→ Task: Count the lines below that contain the word "arrow". Reply with the number alone.

→ Provided data:

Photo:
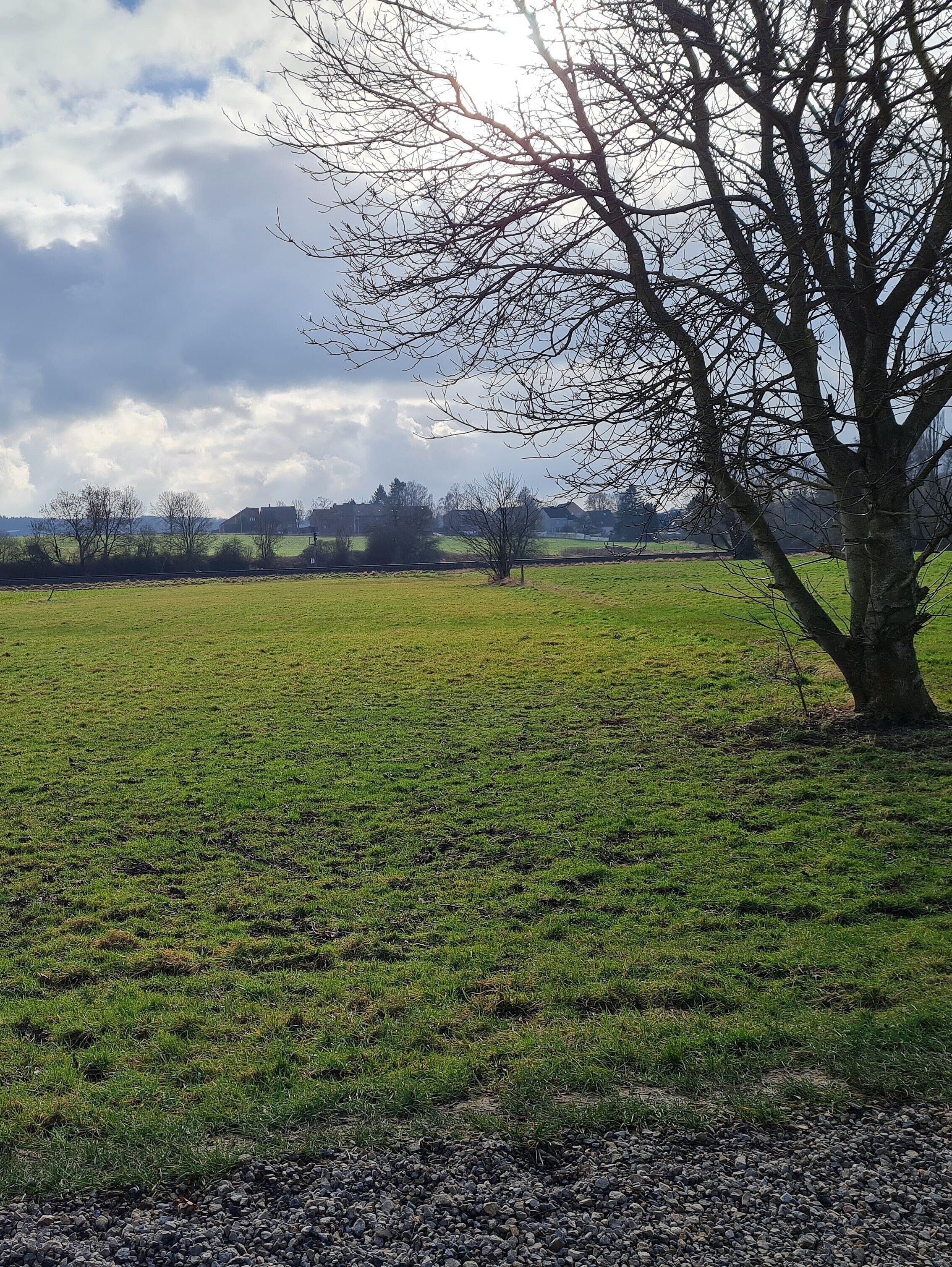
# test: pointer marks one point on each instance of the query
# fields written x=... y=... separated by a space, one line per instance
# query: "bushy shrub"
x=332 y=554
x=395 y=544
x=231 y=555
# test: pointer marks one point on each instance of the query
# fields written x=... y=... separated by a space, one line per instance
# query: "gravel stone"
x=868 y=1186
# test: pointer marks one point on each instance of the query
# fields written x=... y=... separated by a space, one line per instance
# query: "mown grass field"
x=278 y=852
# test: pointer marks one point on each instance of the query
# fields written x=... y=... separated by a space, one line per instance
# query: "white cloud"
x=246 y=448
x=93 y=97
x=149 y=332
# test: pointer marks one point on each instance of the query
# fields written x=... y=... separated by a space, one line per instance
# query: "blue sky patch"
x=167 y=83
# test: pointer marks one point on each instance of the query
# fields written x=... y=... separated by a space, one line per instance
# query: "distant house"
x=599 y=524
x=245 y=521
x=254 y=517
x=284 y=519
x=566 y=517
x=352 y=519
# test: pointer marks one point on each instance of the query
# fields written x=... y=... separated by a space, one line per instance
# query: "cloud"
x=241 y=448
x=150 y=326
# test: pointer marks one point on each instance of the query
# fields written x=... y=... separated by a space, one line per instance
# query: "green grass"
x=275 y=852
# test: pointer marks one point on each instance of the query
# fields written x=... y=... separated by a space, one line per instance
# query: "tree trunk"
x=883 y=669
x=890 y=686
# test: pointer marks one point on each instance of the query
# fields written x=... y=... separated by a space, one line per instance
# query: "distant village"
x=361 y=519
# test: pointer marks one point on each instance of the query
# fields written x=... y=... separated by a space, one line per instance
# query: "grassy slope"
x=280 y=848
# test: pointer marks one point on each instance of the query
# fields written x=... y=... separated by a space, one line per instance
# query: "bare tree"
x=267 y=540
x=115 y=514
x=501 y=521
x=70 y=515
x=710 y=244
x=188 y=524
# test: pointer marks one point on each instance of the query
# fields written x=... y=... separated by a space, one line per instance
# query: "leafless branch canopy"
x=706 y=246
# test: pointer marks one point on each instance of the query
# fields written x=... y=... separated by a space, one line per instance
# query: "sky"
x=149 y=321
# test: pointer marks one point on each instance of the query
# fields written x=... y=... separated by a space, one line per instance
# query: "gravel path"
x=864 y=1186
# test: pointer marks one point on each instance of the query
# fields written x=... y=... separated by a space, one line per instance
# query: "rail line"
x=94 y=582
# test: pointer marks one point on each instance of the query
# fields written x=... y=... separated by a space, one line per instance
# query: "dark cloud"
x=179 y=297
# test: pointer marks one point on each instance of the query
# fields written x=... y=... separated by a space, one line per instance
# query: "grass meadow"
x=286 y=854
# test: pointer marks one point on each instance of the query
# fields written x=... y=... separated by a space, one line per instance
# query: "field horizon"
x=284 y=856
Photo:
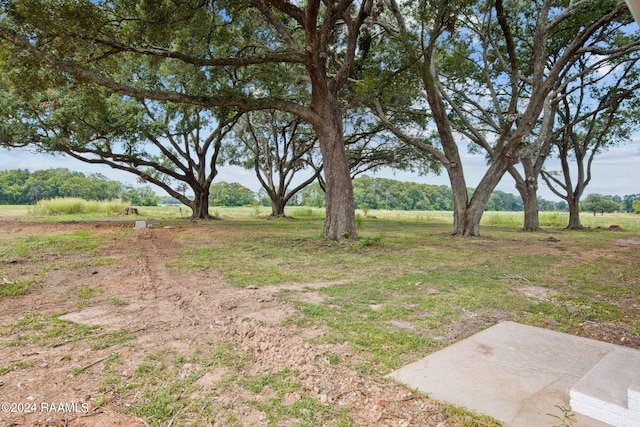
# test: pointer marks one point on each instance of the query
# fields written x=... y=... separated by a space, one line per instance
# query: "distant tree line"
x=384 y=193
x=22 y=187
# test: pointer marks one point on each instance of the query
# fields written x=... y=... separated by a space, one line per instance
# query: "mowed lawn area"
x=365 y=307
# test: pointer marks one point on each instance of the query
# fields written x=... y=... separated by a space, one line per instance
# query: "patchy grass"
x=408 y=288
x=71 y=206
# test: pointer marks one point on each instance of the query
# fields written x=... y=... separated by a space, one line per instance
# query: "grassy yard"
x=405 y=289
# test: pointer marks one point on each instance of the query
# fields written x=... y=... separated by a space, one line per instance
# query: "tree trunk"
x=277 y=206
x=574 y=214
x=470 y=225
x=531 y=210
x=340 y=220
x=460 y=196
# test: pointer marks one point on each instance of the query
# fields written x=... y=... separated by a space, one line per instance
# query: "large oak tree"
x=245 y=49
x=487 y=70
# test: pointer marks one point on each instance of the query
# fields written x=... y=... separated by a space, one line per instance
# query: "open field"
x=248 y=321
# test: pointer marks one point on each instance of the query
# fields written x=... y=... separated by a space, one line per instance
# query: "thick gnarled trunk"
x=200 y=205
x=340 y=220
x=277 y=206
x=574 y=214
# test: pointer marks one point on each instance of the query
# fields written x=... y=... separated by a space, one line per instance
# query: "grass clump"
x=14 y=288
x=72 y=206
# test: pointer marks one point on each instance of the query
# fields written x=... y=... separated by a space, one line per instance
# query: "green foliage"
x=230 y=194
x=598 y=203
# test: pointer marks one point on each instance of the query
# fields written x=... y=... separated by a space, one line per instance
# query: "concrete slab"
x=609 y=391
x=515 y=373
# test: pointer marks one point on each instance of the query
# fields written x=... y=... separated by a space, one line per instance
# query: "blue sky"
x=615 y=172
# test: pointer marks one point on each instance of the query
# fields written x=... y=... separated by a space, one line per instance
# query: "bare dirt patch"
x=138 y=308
...
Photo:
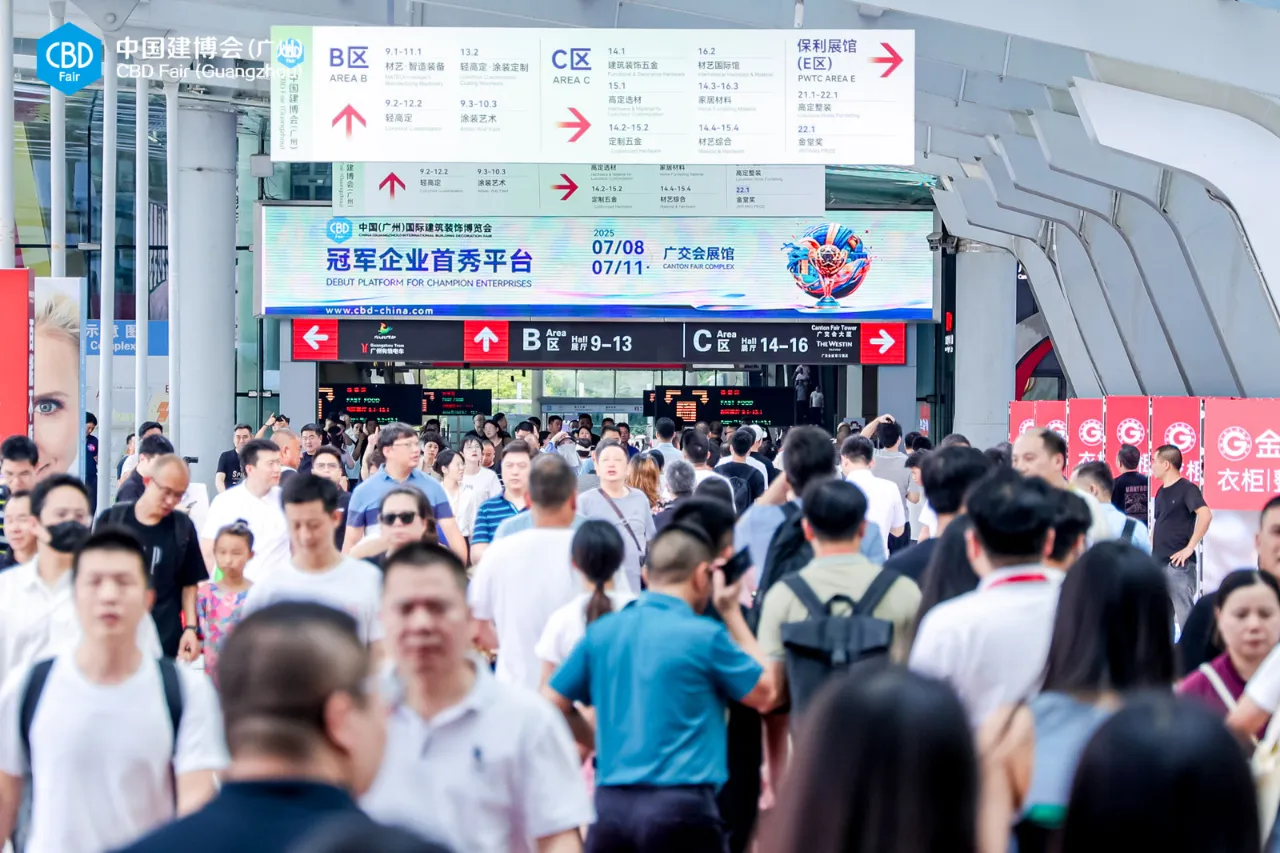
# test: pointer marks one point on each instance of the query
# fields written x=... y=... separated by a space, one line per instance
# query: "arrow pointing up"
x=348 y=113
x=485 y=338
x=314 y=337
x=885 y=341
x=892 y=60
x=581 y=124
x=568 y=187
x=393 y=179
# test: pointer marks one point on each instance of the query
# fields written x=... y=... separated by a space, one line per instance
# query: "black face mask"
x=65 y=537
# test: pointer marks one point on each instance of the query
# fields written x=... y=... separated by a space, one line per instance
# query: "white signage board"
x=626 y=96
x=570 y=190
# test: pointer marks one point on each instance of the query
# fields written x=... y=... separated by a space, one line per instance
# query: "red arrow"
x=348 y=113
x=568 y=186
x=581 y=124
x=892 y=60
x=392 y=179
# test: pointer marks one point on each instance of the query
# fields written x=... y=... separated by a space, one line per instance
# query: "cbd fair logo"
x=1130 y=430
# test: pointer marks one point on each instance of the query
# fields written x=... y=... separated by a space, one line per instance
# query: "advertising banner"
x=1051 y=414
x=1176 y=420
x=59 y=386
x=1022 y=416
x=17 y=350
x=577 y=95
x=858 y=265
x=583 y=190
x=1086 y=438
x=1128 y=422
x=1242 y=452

→ Task solution: 2